* _PASSAGE PROVIDED_
Craver recently discussed his CSU Spur projects while standing inside a greenhouse on the CSU campus in Fort Collins. Outside, it was snowing. Inside, rows and rows of red oak leaf, butterhead, and summer crisp lettuce grew in systems relying largely on nutrient-infused, recirculating water. The greenhouse supplied some 100 pounds of leafy greens to CSU dining halls each week – unbounded by seasons, regardless of unfavorable weather, with few worries about pests, with minimal transportation and processing, even without an ounce of soil. With reduced risks of contamination with food-borne pathogens, these were also clean greens.

Craver and colleagues call production in high-tech greenhouses and other indoor facilities “controlled environment agriculture” because crop production in these settings allows for precisely manipulated inputs of water, light, nutrients, temperature, humidity, and carbon dioxide. Most of Craver’s teaching and research in Fort Collins uses hydroponic systems inside a greenhouse: Plants are grown in basins with about a foot of water or in trays with a half-inch of recirculating water; natural light is filtered through greenhouse panels and is supplemented with controlled LED lighting, often in purplish hues for plant growth and energy efficiency. Teaching and research space at CSU Spur will replicate these systems and also will include highly controlled growth chambers.

* _DATA_
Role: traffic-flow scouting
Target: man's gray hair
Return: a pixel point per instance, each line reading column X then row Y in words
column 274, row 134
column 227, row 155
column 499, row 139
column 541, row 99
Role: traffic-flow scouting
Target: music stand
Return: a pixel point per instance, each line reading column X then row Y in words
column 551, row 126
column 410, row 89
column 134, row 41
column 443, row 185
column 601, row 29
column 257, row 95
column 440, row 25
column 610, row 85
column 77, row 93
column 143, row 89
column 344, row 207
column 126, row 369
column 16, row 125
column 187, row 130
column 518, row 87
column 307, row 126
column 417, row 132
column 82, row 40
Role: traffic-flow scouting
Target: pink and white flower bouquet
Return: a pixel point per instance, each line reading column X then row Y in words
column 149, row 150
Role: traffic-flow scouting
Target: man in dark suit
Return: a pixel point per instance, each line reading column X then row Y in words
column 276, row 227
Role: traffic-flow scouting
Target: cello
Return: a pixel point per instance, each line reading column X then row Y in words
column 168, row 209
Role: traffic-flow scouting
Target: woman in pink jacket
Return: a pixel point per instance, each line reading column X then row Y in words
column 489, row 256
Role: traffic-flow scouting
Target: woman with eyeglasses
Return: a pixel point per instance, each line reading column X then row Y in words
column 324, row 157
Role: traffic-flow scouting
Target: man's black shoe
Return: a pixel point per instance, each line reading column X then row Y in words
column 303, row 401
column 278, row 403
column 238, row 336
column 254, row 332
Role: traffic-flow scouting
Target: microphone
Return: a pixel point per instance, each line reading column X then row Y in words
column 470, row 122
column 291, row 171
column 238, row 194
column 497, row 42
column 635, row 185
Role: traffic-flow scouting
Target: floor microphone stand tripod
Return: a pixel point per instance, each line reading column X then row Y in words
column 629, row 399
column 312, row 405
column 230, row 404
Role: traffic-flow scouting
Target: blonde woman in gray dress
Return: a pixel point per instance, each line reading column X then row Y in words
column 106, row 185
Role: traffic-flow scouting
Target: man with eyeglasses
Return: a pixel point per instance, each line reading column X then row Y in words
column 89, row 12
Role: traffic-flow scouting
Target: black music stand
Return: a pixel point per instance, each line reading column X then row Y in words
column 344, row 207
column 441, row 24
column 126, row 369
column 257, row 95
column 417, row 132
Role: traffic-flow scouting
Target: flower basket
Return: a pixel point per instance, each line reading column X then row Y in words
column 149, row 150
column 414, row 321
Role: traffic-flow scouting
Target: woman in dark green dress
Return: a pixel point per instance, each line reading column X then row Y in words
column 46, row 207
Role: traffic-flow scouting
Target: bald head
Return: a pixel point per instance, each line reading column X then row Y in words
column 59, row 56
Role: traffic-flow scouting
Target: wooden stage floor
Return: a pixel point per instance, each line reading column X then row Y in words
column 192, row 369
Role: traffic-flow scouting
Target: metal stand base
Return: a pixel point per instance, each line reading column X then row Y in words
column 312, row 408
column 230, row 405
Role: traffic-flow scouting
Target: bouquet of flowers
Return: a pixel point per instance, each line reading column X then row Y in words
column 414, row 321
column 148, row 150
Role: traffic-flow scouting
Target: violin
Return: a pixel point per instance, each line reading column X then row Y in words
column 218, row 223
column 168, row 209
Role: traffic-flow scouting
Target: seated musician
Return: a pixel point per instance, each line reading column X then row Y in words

* * *

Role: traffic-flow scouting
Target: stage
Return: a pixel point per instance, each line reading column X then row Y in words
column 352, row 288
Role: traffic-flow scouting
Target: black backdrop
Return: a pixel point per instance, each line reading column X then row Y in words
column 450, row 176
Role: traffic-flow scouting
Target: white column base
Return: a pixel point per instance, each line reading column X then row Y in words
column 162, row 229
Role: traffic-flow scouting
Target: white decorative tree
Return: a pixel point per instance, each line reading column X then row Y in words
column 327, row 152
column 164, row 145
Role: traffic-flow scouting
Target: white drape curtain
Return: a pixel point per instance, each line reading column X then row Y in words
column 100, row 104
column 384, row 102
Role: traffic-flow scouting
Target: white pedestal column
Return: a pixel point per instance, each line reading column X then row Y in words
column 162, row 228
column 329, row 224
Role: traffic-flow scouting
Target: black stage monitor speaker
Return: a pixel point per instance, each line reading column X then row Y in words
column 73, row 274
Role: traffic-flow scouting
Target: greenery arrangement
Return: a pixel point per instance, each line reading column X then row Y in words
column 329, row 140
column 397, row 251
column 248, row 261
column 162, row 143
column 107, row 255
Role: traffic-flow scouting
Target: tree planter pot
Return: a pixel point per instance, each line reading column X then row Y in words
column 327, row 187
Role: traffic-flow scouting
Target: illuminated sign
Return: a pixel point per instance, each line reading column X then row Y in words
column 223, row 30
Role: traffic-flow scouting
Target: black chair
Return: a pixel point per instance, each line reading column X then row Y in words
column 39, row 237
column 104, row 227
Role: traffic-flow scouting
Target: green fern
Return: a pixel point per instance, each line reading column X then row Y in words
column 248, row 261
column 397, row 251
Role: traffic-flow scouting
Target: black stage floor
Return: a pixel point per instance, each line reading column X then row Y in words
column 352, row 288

* _WORK TO COMPLETE_
a - List the inputs that the passage on Craver's greenhouse work says can be precisely manipulated in controlled environment agriculture.
b - According to the passage on Craver's greenhouse work, how many pounds of leafy greens did the greenhouse supply to CSU dining halls each week?
c - Continue the passage about Craver's controlled environment agriculture work from where it stops.

* _EXPECTED RESPONSES_
a - Water, light, nutrients, temperature, humidity, carbon dioxide

b - Some 100 pounds.

c -
Such hydroponic systems already are found at indoor commercial farms that supply many grocers with fruits and vegetables, particularly outside the summer growing season. Buy a tomato at a grocery store in Colorado in January, and it assuredly came from a greenhouse or was trucked from a warmer clime.

With his research, Craver aims to optimize inputs in controlled environments so that revenue derived as a result of crop quality and yields – combined with transportation, water, and other savings – outweighs the high costs of building and powering high-tech indoor farms. “There are multiple ways to produce these crops,” Craver noted. “If we can make these systems more efficient, we can drive down costs and open up more opportunities.”

This is not meant to replace open-field agriculture. It's here to be one tool in the toolbox of agriculture and could help provide fresh produce to communities that lack access. This is a way we might be able to help serve urban communities.

At CSU Spur, Craver will grow a variety of leafy greens and herbs that likely will be used at a café on site or distributed to low-income families through local food pantries – illustrating the goal of growing food right where it is needed.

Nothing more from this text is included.